Students on both ends of the quality spectrum – high achievers and those who could be high achievers but need help – hold the keys for WKU’s future, President Gary Ransdell says.
In his annual opening address to faculty and staff on Monday morning at Van Meter Hall, Dr. Ransdell highlighted the successes of the past year and goals for the new year, but he emphasized the need to improve student success and retention. (More: President’s remarks and award recipients)
“Leadership starts with us,” he said. “The Spirit we expect our students to embrace starts with us. Some leaders are born, but most are made. They are made here on this campus, and not by accident.
“Let’s re-dedicate ourselves to building this campus community, to helping our students succeed and to ensuring a high level of quality in that pursuit. If we do those things, we will improve our campus standing as an institution and our own financial strength. We will also achieve a broad range of documented measures which validate our vision to be a leading American university with international reach.”
Dr. Ransdell spotlighted two high-achieving students from two programs – the Gatton Academy of Mathematics and Science and the WKU Honors College – that are validating that vision, experiencing the value of internationalization and strengthening WKU’s academic reputation.
Sarah Schrader of Bowling Green graduated from the Gatton Academy in May, received a U.S. Presidential Scholarship and a Barry Goldwater Scholarship and had scholarship offers from Princeton and MIT. But she chose to continue her education at WKU because of the Honors College and because she was part of the Chinese Flagship Program.
Aric Johnson of Bowling Green, an Honors College student who is majoring in biology with a pre-medicine concentration and holds a 4.0 grade point average, will be leaving soon to live in Scotland and study for a year at the University of Edinburgh’s Centre for Neuroregeneration on a Rotary Ambassadorial Scholarship.

INFORMATION SUPPLIED —
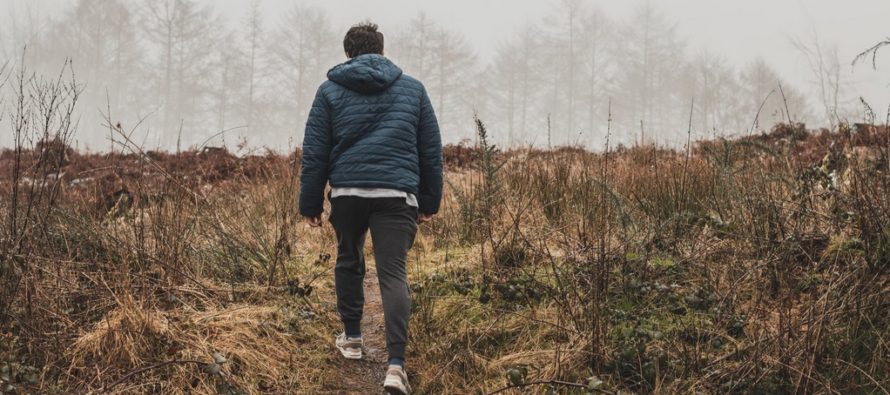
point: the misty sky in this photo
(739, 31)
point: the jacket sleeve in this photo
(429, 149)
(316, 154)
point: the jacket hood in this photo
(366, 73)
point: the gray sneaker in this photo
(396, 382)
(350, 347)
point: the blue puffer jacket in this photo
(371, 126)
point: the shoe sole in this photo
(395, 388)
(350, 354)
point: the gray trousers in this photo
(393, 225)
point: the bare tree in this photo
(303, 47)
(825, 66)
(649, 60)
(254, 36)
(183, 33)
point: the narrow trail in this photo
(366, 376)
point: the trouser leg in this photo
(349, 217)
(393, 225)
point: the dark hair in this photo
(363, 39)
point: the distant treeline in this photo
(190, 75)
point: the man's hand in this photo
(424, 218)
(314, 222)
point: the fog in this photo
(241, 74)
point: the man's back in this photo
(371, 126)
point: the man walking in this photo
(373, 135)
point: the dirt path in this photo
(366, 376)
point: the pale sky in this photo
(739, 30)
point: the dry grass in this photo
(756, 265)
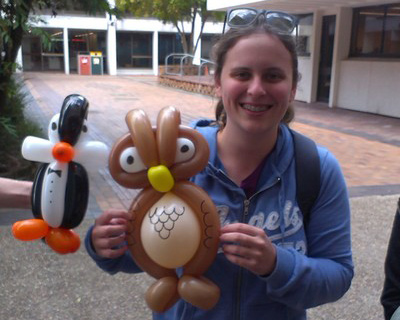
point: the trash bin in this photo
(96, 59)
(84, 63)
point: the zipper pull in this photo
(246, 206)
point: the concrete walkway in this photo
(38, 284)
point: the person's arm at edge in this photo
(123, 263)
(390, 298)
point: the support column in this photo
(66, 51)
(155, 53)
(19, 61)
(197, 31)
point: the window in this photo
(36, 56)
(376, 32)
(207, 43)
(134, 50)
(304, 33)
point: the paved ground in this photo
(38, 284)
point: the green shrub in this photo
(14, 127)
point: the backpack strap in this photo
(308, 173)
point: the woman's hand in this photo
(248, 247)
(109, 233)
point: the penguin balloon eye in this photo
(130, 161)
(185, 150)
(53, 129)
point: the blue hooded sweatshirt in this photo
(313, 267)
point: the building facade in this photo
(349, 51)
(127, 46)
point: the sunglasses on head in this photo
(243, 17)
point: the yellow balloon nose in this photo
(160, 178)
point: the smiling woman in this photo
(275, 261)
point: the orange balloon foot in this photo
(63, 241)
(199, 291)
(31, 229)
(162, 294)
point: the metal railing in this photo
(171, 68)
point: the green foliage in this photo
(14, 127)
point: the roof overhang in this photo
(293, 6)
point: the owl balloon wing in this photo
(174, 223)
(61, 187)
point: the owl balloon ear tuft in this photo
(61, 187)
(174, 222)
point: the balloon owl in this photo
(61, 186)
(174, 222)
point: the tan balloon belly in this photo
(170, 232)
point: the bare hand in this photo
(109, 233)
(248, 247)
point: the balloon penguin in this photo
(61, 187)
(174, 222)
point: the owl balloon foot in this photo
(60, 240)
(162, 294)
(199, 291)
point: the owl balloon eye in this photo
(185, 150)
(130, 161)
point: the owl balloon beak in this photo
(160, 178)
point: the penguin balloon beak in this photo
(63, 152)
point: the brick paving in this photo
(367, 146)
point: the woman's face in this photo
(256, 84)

* * *

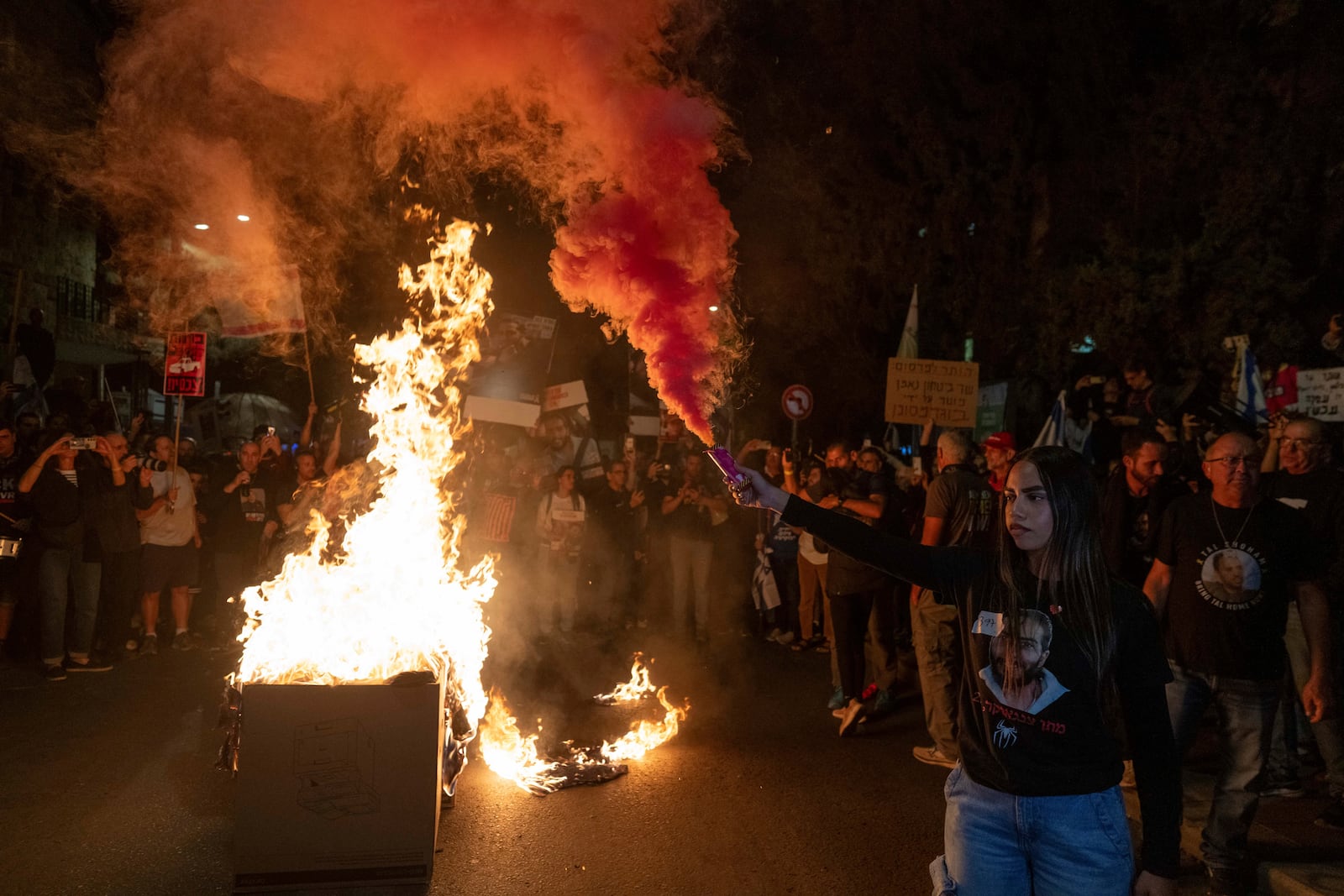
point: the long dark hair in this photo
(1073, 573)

TASK TO COMPLETE — Reproduce in full, without alteration, the news report on President Ransdell's opening address to faculty and staff. The records that accompany this text were drawn from a separate source.

SOLUTION TO THE EXERCISE —
Students on both ends of the quality spectrum – high achievers and those who could be high achievers but need help – hold the keys for WKU’s future, President Gary Ransdell says.
In his annual opening address to faculty and staff on Monday morning at Van Meter Hall, Dr. Ransdell highlighted the successes of the past year and goals for the new year, but he emphasized the need to improve student success and retention. (More: President’s remarks and award recipients)
“Leadership starts with us,” he said. “The Spirit we expect our students to embrace starts with us. Some leaders are born, but most are made. They are made here on this campus, and not by accident.
“Let’s re-dedicate ourselves to building this campus community, to helping our students succeed and to ensuring a high level of quality in that pursuit. If we do those things, we will improve our campus standing as an institution and our own financial strength. We will also achieve a broad range of documented measures which validate our vision to be a leading American university with international reach.”
Dr. Ransdell spotlighted two high-achieving students from two programs – the Gatton Academy of Mathematics and Science and the WKU Honors College – that are validating that vision, experiencing the value of internationalization and strengthening WKU’s academic reputation.
Sarah Schrader of Bowling Green graduated from the Gatton Academy in May, received a U.S. Presidential Scholarship and a Barry Goldwater Scholarship and had scholarship offers from Princeton and MIT. But she chose to continue her education at WKU because of the Honors College and because she was part of the Chinese Flagship Program.
Aric Johnson of Bowling Green, an Honors College student who is majoring in biology with a pre-medicine concentration and holds a 4.0 grade point average, will be leaving soon to live in Scotland and study for a year at the University of Edinburgh’s Centre for Neuroregeneration on a Rotary Ambassadorial Scholarship.